Years 5 and 6 of this funding model are absolutely critical—to deliver to those teachers who have honed their skills who have found new ways of working. Years 5 and 6 of this funding model are supposed to roll in and give them the resources they need to sustain and continue and refine the things that they are learning. I hate to think what is going to happen to the schools in my electorate that are aiming so high and working so hard if years 5 and 6 do not deliver the resources that they need. We have teachers working incredibly hard. The morale of the teachers across this country will sink—it will fall off a cliff—if this legislation passes this evening, if this government is allowed to implement this fake equity funding model that they are bringing into this chamber tonight.
They want to reintroduce the Howard model to our school system, to all sectors. I note our Prime Minister was on my television screen, saying that he was going to 'end the funding wars'. The funding wars ended when the reform and this funding model were delivered. The funding wars ended when that government stood at polling booths at schools across this country and said: 'Dollar for dollar, we will deliver exactly what Labor has promised.' Yet in here today they stand and read from scripts and say they are going to put in a pittance of what is required, a pittance of what the study and the review found our schools need. It is an absolute pittance.
This is a shameful day. This is an absolute opportunity that everyone agreed was required for Australia to compete. It was required for all Australian children to get the quality education that they deserve, so that we could walk in our country and say, 'Postcode will not determine your future'. That is where this debate started, and tonight those opposite want to wind that debate back.
There have been lists. There has been lots of talk about numbers. We know it is a $22.3 billion cut. I know that in Lalor that is an extraordinary amount of money being pulled out of our schools, because it is $21.5 million across the next two years. There have been lots of figures used tonight by those opposite. But I have a few figures that might shock them. The electorate of Indi is set to lose over $1,800 per student towards reaching that SRS; Mallee, $1,800; Gippsland, $1,600; Wannon, $1,600 per student. The electorate of Murray will lose $1,600 per student; Dunkley $1,344 per student across that electorate. That is the difference we are talking about, and this is for the next two years. In McMillan, the figure is nearly $1,300 per student; Corangamite, $1,200 per student; Deakin, $1,100 per student; Chisholm, $1,044 per student; and Casey, $1,000 per student.
Could those opposite for a moment stop and think about what that means? When the Catholic sector say they may have to double fees, they are the numbers that they are looking at. The Catholic sector still aspires to reach this SRS, and they know what funding is required to reach this excellence. They know how many teachers they need to put into their schools; they know at the school level what is needed. The member for Forde stood here tonight and showed fantastic insight into the schools in his electorate and what they need and the programs they are funding, and yet he is going to vote for a package that is going to rip dollars away from what is already happening in his schools.

→ DATASET CONTENT:
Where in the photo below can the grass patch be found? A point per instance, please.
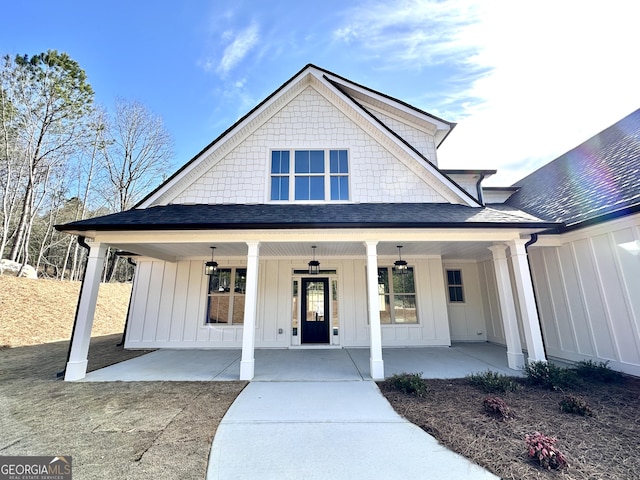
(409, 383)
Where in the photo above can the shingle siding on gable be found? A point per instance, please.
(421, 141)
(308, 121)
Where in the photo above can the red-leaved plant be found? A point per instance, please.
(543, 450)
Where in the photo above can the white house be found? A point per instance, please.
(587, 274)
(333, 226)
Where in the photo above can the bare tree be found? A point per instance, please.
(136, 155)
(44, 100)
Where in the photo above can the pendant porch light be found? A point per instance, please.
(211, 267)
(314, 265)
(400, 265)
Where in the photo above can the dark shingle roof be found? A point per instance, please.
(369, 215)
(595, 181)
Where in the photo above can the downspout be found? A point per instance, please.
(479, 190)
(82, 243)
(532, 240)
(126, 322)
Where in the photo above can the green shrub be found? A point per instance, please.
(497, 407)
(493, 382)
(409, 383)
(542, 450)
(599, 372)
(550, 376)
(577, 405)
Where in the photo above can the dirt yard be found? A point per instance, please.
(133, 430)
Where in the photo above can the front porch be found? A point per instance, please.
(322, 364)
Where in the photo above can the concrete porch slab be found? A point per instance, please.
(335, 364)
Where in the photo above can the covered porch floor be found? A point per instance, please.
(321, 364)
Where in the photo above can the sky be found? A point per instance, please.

→ JOB:
Reproduce the school funding speech word for word, from "This is a shameful" up to and including "that debate back.". This material comes from a different source than the school funding speech.

→ SOLUTION BELOW:
This is a shameful day. This is an absolute opportunity that everyone agreed was required for Australia to compete. It was required for all Australian children to get the quality education that they deserve, so that we could walk in our country and say, 'Postcode will not determine your future'. That is where this debate started, and tonight those opposite want to wind that debate back.